MATERIAL SUPPLIED START

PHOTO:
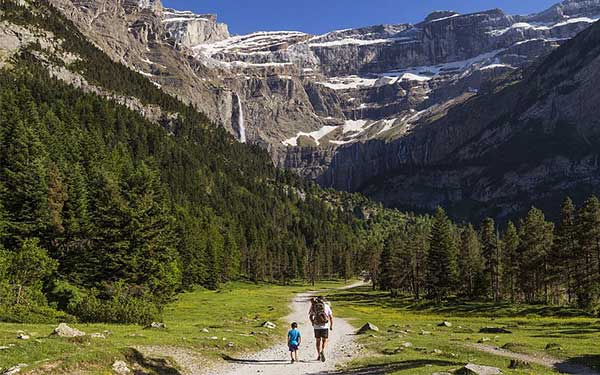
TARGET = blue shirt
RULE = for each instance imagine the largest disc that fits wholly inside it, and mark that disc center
(294, 337)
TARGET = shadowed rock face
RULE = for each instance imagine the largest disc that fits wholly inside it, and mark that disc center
(495, 154)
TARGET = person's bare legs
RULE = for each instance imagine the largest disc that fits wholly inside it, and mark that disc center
(319, 348)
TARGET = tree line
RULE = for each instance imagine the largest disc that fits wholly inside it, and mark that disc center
(105, 216)
(532, 260)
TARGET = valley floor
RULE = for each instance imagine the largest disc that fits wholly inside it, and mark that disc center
(410, 340)
(275, 360)
(206, 327)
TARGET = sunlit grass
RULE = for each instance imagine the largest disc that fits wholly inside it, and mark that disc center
(232, 315)
(443, 349)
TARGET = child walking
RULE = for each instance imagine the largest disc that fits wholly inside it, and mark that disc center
(294, 341)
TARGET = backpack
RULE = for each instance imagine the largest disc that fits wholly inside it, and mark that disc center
(320, 317)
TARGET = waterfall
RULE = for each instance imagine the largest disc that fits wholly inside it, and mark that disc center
(241, 126)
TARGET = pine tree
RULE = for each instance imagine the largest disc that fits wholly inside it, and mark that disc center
(57, 196)
(510, 262)
(441, 261)
(471, 264)
(536, 239)
(29, 266)
(588, 233)
(491, 254)
(24, 173)
(564, 254)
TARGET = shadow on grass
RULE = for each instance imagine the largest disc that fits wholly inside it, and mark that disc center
(257, 362)
(158, 366)
(391, 367)
(364, 296)
(583, 365)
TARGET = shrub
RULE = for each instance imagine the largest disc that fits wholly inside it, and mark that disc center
(34, 315)
(117, 310)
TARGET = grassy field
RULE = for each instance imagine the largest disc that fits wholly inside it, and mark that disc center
(441, 349)
(201, 326)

MATERIAL SUPPLIED END

• [TASK TO COMPLETE] Leave out the pictures and repeat exactly the lines from the start of the material through the line that contains "TARGET = shrub", both included.

• [RESULT OF THE EXERCISE]
PHOTO:
TARGET = blue shirt
RULE = for each instance imagine the largest disc that fits wholly inside it, and mark that disc center
(294, 337)
TARGET = shadowed rock face
RULE = for each instance imagine the largest disc that fits wholly inside it, and mark that disc center
(495, 154)
TARGET = person's bare legs
RULE = for each instance imagine the largest disc that fits wholly inside it, and mark that disc center
(319, 348)
TARGET = tree line
RULE = for each instance imagine the largest disc that fits wholly inside it, and mark that disc center
(105, 216)
(532, 260)
TARGET = valley floor
RULE = for each instance imagine the largest disc that fits wholly inside it, and mark that disc center
(410, 340)
(275, 360)
(206, 327)
TARGET = sunlit grass
RULE = for each instance imagine the largest disc that fits wholly inside it, and mark that disc center
(232, 315)
(443, 349)
TARGET = child walking
RULE = for each instance imagine the largest disc that fits wholly inside it, and mark that disc center
(294, 341)
TARGET = backpack
RULE = for each instance imagine the largest disc that fits wholly inside it, and mark that disc center
(320, 317)
TARGET = waterfall
RULE = for each instance imagine the largest disc that fits wholly inside it, and mark that disc center
(241, 126)
TARGET = pine tree
RULE = for each instance imagine the largest disc that fits wholly inside it, and mark that disc center
(57, 196)
(510, 262)
(441, 261)
(471, 264)
(536, 239)
(29, 266)
(588, 233)
(491, 254)
(24, 173)
(564, 254)
TARGET = shadow on grass
RULE = for each instance imagine the largest disc that fits wholly inside it, and mark that disc center
(257, 362)
(158, 366)
(391, 367)
(364, 296)
(583, 365)
TARGET = shrub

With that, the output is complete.